Task requirements:
Copy exactly the lines from the one containing "[locate] grey rock" through the last line of the records, both included, and nothing more.

Entries shown:

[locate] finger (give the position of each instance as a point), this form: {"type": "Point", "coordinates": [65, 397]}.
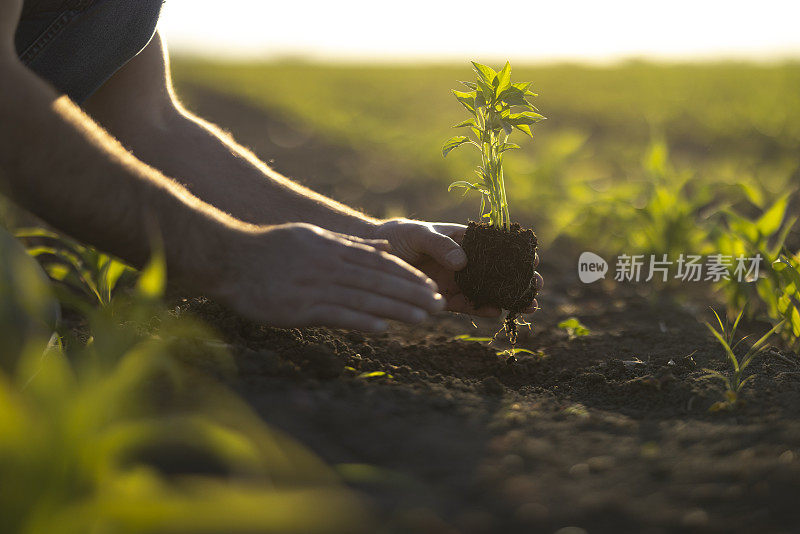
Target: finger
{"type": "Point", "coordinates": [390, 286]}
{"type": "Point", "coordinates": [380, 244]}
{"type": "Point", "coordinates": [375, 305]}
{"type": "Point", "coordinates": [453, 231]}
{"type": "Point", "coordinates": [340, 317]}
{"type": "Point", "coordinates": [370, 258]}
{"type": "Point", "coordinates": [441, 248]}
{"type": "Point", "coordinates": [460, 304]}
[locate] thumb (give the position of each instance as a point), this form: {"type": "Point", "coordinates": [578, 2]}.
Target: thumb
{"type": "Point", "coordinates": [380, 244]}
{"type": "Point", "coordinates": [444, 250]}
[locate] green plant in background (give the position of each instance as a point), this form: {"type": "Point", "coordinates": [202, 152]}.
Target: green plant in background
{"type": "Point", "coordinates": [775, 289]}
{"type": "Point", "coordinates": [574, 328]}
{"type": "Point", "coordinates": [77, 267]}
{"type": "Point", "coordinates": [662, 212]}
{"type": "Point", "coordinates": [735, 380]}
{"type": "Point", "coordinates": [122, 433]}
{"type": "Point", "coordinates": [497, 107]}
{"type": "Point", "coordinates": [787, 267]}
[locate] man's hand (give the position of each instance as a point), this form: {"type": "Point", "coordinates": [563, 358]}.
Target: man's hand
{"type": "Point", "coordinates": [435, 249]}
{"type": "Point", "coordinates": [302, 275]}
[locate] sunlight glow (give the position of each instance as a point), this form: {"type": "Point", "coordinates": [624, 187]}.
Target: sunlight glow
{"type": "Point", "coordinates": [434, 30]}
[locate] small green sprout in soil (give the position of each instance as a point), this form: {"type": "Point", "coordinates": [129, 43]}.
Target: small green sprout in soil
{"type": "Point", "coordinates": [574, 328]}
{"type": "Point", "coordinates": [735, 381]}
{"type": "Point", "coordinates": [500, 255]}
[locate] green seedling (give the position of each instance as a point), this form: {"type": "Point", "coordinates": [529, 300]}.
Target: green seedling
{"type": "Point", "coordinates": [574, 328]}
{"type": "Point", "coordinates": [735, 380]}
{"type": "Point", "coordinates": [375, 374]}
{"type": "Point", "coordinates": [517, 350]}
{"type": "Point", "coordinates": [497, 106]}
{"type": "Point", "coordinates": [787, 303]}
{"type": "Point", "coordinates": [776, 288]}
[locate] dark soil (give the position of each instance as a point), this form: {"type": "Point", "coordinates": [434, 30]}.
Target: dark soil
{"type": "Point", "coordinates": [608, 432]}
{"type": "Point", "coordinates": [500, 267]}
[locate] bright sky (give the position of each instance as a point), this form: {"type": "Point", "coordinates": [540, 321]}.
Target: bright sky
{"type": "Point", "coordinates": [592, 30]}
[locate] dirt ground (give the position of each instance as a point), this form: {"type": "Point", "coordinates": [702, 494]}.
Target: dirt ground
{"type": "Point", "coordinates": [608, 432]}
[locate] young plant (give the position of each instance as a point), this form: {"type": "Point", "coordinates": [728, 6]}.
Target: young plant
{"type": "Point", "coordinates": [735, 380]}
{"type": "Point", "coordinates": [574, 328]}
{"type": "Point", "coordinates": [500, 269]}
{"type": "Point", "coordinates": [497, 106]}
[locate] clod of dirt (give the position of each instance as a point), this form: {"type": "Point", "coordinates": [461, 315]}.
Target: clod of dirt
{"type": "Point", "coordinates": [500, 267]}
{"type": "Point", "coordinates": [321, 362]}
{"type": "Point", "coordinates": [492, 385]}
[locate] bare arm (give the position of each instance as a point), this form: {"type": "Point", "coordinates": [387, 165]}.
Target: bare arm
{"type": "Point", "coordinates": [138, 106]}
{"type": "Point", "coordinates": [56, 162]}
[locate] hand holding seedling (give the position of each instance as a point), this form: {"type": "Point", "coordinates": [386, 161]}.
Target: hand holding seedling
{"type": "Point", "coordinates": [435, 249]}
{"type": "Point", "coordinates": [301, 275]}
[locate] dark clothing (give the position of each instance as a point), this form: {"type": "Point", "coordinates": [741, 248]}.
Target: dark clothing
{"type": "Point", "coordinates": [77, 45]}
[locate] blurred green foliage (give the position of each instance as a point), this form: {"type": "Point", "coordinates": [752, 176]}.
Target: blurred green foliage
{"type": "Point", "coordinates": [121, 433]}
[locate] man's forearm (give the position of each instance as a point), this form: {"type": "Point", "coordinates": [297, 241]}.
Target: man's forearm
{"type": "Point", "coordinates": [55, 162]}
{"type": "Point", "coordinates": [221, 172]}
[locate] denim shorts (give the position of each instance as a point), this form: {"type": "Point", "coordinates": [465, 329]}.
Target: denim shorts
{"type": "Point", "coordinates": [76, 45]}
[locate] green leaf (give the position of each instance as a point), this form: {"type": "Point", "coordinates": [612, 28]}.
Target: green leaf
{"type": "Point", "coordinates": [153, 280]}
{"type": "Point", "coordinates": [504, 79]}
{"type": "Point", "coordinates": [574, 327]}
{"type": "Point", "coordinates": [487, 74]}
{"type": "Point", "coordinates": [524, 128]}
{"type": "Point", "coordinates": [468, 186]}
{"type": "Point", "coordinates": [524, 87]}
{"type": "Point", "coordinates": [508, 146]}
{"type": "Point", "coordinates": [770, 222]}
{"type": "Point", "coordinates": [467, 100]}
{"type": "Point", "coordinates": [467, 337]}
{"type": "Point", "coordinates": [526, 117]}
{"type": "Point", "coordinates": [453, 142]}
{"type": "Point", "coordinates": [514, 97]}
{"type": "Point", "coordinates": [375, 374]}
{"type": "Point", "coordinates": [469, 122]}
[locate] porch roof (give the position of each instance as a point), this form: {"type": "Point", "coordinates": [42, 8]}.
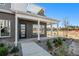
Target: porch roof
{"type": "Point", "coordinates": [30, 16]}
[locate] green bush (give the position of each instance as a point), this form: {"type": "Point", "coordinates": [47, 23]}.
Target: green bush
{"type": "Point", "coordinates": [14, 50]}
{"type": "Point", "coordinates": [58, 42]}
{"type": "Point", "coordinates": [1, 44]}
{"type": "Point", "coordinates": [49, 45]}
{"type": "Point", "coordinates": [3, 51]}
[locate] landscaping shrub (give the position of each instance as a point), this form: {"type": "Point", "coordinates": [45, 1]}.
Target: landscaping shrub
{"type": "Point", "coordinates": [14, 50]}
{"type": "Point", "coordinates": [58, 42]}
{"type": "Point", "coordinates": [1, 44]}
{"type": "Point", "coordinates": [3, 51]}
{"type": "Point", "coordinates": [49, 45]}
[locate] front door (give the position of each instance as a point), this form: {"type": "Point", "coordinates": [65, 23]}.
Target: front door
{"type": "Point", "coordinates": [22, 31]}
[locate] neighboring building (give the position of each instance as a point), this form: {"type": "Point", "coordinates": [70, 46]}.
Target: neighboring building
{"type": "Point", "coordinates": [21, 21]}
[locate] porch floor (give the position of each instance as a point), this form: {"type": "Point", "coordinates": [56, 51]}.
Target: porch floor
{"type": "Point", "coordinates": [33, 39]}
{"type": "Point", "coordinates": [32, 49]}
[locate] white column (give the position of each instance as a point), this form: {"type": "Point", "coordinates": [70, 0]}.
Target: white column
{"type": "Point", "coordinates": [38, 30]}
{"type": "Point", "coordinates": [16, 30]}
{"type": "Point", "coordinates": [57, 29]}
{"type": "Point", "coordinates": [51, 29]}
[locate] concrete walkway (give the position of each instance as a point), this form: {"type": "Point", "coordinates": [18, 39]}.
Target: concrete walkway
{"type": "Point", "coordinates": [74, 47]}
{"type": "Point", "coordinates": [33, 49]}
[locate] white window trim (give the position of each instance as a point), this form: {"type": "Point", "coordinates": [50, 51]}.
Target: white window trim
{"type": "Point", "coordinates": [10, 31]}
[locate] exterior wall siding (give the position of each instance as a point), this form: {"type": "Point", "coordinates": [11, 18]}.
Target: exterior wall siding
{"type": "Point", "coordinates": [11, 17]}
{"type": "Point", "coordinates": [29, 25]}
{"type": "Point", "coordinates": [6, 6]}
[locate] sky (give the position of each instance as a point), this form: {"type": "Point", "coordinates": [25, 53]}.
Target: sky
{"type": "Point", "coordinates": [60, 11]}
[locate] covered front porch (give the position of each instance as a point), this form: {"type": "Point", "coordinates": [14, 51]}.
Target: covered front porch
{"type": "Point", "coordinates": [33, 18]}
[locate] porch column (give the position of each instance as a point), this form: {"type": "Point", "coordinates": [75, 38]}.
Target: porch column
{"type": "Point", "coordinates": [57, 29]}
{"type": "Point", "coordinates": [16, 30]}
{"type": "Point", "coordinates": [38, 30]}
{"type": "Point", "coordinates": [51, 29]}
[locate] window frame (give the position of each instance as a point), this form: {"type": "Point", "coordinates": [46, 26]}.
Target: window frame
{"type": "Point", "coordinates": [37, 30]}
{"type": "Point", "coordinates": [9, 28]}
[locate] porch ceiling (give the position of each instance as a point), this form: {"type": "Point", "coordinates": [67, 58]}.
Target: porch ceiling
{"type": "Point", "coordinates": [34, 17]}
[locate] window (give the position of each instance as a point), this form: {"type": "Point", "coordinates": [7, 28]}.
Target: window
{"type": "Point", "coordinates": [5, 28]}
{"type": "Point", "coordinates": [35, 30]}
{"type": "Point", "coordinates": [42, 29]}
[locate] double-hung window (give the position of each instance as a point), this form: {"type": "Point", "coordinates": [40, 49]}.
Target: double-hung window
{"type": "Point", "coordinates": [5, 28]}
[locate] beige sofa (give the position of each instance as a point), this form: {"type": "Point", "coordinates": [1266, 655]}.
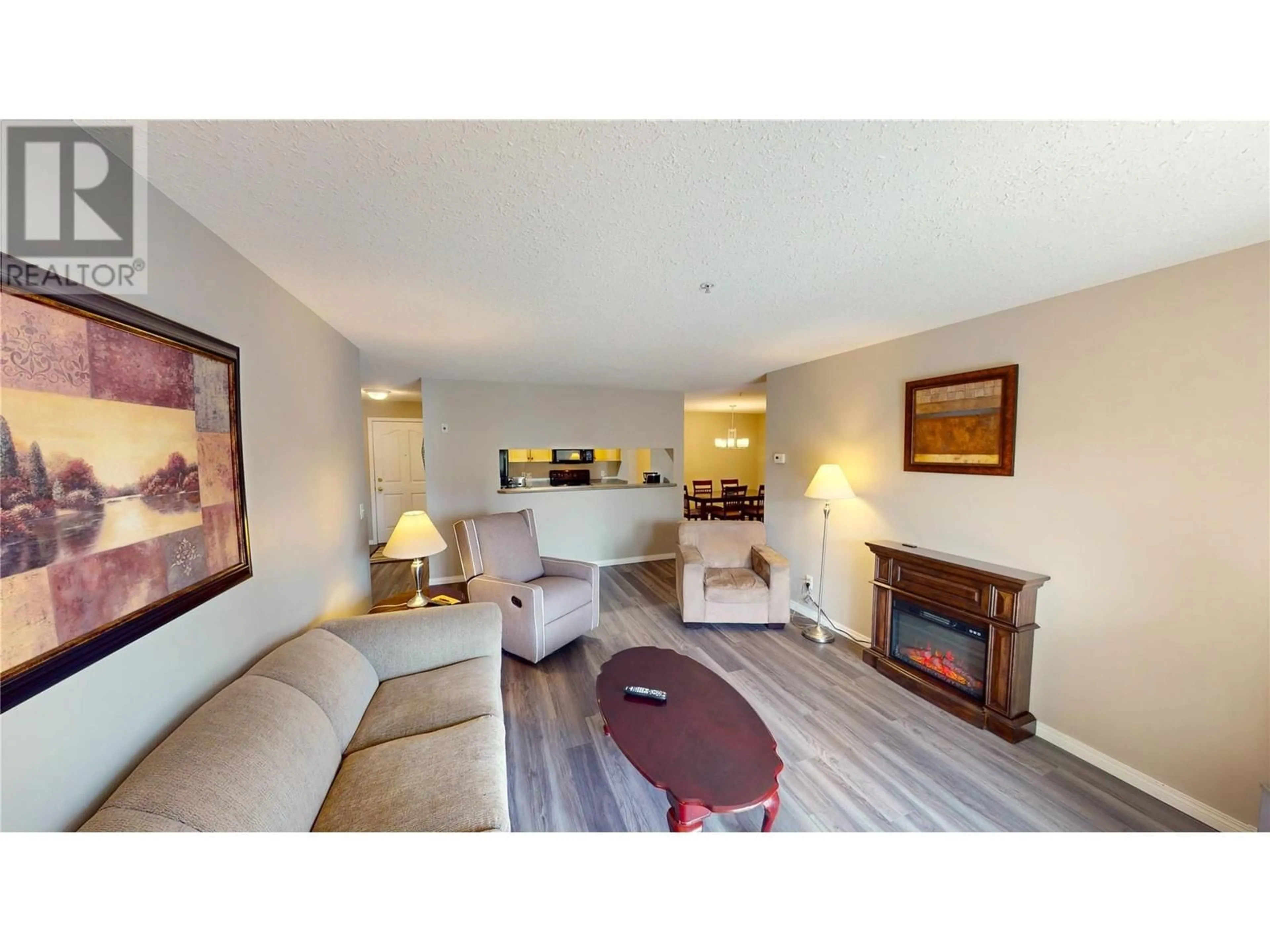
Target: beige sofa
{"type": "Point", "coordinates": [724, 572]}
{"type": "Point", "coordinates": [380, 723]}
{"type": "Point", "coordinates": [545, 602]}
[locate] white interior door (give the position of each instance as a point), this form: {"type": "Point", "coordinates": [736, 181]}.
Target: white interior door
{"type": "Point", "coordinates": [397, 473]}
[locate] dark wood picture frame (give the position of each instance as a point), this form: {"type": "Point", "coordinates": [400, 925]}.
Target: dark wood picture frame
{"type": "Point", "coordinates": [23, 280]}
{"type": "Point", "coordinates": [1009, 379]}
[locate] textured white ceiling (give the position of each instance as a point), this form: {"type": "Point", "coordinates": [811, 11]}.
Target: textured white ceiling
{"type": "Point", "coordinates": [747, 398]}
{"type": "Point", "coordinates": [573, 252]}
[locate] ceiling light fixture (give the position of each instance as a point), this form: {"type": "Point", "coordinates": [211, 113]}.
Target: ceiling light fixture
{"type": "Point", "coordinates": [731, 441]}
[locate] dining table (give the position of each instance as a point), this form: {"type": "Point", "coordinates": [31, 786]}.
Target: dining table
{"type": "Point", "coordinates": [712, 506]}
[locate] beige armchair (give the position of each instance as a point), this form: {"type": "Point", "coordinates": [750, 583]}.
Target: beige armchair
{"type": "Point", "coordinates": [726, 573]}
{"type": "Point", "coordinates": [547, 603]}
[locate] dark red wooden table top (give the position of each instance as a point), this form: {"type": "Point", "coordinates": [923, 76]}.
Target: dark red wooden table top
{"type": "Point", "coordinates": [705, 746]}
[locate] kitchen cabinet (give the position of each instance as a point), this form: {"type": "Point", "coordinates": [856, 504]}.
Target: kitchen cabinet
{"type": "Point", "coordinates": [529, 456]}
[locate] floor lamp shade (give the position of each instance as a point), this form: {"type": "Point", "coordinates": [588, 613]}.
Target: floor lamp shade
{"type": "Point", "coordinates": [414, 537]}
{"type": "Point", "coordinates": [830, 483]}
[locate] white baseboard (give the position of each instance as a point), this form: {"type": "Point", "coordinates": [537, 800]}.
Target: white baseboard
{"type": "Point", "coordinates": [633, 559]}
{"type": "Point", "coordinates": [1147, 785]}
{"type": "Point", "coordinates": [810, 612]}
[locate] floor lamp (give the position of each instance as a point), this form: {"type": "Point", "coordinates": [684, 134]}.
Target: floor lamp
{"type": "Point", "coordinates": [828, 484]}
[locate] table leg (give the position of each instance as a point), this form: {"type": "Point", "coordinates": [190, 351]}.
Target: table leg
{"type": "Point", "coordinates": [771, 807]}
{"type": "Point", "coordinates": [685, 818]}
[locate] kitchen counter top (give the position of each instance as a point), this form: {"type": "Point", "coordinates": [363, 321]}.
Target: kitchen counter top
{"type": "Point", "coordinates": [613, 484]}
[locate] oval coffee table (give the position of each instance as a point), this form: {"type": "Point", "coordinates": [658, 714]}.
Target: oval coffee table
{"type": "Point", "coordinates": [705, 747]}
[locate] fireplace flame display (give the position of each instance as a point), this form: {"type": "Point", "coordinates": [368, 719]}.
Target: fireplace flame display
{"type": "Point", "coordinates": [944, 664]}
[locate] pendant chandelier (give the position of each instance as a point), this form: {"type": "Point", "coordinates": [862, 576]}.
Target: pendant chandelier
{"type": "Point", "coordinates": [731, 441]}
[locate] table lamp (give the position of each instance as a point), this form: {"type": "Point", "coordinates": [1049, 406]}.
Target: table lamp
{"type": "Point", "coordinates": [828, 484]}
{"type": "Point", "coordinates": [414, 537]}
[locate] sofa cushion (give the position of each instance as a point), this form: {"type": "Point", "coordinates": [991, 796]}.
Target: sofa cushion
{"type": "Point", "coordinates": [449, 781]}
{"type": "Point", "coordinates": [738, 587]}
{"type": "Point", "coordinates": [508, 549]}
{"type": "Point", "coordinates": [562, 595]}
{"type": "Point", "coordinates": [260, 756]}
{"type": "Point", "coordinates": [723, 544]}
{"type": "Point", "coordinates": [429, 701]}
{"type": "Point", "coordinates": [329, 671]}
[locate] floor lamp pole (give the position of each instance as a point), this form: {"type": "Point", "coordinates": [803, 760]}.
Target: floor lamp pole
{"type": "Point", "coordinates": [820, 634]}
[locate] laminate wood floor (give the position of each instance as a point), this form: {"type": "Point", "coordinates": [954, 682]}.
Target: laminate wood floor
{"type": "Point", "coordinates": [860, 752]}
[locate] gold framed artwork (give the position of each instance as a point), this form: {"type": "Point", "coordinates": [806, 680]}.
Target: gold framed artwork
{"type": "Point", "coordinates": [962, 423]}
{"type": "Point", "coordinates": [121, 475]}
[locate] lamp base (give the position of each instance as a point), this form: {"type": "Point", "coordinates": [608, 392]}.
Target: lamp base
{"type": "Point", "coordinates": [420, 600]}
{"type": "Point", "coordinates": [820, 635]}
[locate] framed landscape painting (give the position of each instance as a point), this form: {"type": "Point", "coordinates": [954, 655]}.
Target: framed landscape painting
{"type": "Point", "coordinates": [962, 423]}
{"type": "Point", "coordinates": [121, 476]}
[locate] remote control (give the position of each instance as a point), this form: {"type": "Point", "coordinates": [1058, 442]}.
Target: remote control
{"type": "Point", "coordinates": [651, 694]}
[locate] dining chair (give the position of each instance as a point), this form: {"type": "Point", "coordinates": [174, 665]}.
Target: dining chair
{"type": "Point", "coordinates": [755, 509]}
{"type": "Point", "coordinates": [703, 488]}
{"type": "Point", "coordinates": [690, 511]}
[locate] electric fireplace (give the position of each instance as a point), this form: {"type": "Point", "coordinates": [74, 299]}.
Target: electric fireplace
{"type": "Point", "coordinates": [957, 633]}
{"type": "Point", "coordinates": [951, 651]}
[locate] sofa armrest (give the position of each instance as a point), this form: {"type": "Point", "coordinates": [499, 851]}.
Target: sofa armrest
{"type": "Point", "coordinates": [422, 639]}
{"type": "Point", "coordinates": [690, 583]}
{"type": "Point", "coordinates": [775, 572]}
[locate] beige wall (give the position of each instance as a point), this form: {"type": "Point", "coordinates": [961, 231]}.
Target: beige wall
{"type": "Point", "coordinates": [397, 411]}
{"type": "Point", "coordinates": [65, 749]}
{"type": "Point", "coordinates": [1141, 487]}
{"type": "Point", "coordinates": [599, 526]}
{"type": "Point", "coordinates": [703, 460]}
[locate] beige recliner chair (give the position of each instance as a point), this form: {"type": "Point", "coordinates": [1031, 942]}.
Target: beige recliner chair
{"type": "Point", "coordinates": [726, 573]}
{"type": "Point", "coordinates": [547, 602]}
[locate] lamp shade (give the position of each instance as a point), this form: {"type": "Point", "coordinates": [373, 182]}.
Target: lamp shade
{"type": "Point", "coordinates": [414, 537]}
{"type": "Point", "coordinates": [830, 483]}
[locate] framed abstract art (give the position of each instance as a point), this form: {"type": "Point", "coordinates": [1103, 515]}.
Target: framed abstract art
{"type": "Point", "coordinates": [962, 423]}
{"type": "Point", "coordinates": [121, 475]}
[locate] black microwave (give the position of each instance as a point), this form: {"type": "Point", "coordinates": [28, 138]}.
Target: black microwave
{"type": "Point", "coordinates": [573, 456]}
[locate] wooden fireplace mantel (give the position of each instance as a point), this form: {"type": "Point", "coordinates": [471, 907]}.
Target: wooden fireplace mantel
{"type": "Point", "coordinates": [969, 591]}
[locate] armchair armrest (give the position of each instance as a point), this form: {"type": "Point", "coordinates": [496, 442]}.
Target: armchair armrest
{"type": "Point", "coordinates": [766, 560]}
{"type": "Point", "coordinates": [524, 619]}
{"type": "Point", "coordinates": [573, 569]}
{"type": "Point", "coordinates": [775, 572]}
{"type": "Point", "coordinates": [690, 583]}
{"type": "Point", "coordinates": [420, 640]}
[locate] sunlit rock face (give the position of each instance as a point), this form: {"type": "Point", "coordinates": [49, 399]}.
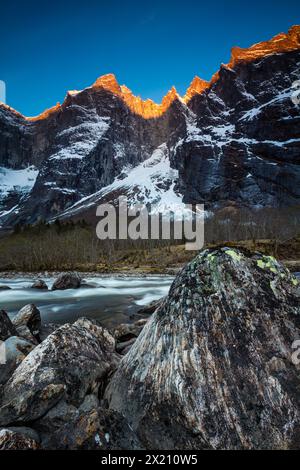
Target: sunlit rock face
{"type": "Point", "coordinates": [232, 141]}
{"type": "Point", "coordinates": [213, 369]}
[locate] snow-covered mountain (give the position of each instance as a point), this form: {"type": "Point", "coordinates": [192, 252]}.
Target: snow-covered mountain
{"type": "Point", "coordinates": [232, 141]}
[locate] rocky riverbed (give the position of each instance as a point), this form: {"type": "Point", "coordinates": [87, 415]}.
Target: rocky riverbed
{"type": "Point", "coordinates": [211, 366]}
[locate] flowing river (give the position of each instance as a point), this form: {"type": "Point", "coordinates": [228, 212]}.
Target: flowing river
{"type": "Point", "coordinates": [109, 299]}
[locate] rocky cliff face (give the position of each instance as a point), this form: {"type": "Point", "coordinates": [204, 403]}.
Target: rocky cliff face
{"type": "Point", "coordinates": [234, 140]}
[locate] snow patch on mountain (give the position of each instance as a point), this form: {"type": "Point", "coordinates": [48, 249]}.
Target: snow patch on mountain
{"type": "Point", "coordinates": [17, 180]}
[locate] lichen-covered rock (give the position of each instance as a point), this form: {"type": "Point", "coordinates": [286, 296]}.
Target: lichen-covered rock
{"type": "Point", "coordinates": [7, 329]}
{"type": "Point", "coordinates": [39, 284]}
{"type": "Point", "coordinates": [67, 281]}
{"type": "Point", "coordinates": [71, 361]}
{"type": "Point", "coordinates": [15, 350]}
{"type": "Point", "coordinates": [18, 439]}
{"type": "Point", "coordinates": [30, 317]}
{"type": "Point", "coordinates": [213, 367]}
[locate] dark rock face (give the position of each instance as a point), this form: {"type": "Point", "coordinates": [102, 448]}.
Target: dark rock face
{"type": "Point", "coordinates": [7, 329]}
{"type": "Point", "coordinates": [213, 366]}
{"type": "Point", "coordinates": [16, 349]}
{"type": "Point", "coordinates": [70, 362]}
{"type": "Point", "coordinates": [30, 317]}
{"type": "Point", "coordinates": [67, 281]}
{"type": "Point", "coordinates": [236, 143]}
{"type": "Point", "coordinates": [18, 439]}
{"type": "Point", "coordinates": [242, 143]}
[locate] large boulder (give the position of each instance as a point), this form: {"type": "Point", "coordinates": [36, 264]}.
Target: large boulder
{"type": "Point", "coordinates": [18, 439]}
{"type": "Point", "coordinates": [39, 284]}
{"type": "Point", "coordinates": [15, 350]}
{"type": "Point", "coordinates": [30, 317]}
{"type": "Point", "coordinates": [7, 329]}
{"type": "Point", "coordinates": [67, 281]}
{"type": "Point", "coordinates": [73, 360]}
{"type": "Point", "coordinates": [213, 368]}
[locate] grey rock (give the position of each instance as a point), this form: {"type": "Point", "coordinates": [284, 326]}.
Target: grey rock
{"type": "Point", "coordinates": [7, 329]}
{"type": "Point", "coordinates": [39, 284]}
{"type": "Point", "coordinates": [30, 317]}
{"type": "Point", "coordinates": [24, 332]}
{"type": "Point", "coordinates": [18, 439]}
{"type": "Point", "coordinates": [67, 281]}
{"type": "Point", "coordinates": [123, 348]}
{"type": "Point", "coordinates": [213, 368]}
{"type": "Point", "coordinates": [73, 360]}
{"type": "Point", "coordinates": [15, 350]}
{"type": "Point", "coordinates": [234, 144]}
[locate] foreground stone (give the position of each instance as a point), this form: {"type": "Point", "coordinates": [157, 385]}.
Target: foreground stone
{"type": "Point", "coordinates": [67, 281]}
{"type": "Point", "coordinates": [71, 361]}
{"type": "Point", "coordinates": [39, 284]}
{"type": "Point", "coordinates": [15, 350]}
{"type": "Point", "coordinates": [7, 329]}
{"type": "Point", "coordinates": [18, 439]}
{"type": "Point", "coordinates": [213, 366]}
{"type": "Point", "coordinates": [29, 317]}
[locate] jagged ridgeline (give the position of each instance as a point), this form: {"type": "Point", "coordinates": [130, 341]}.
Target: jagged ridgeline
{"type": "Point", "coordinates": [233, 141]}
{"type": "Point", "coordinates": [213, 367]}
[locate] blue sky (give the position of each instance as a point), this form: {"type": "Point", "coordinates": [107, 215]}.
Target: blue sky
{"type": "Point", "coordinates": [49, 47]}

Answer to the problem:
[locate] grey rock (give the position of each instance as a point), this form: {"type": "Point", "coordinates": [284, 326]}.
Target: grey rock
{"type": "Point", "coordinates": [7, 329]}
{"type": "Point", "coordinates": [39, 284]}
{"type": "Point", "coordinates": [30, 317]}
{"type": "Point", "coordinates": [24, 332]}
{"type": "Point", "coordinates": [18, 439]}
{"type": "Point", "coordinates": [67, 281]}
{"type": "Point", "coordinates": [123, 348]}
{"type": "Point", "coordinates": [213, 368]}
{"type": "Point", "coordinates": [73, 360]}
{"type": "Point", "coordinates": [15, 350]}
{"type": "Point", "coordinates": [234, 144]}
[locate] foreground stone (give the position of each instance as a point), this form: {"type": "Point", "coordinates": [157, 385]}.
Target: foreground stone
{"type": "Point", "coordinates": [67, 281]}
{"type": "Point", "coordinates": [71, 361]}
{"type": "Point", "coordinates": [39, 284]}
{"type": "Point", "coordinates": [15, 350]}
{"type": "Point", "coordinates": [7, 329]}
{"type": "Point", "coordinates": [18, 439]}
{"type": "Point", "coordinates": [213, 366]}
{"type": "Point", "coordinates": [29, 317]}
[locate] jagged ridgeline (give the position of each instance as a point), this form: {"type": "Point", "coordinates": [130, 341]}.
Target: jagged ridgeline
{"type": "Point", "coordinates": [233, 141]}
{"type": "Point", "coordinates": [213, 367]}
[locate] blue sky (give the position of each instance as a point), this form: {"type": "Point", "coordinates": [107, 215]}.
Target: blue sky
{"type": "Point", "coordinates": [49, 47]}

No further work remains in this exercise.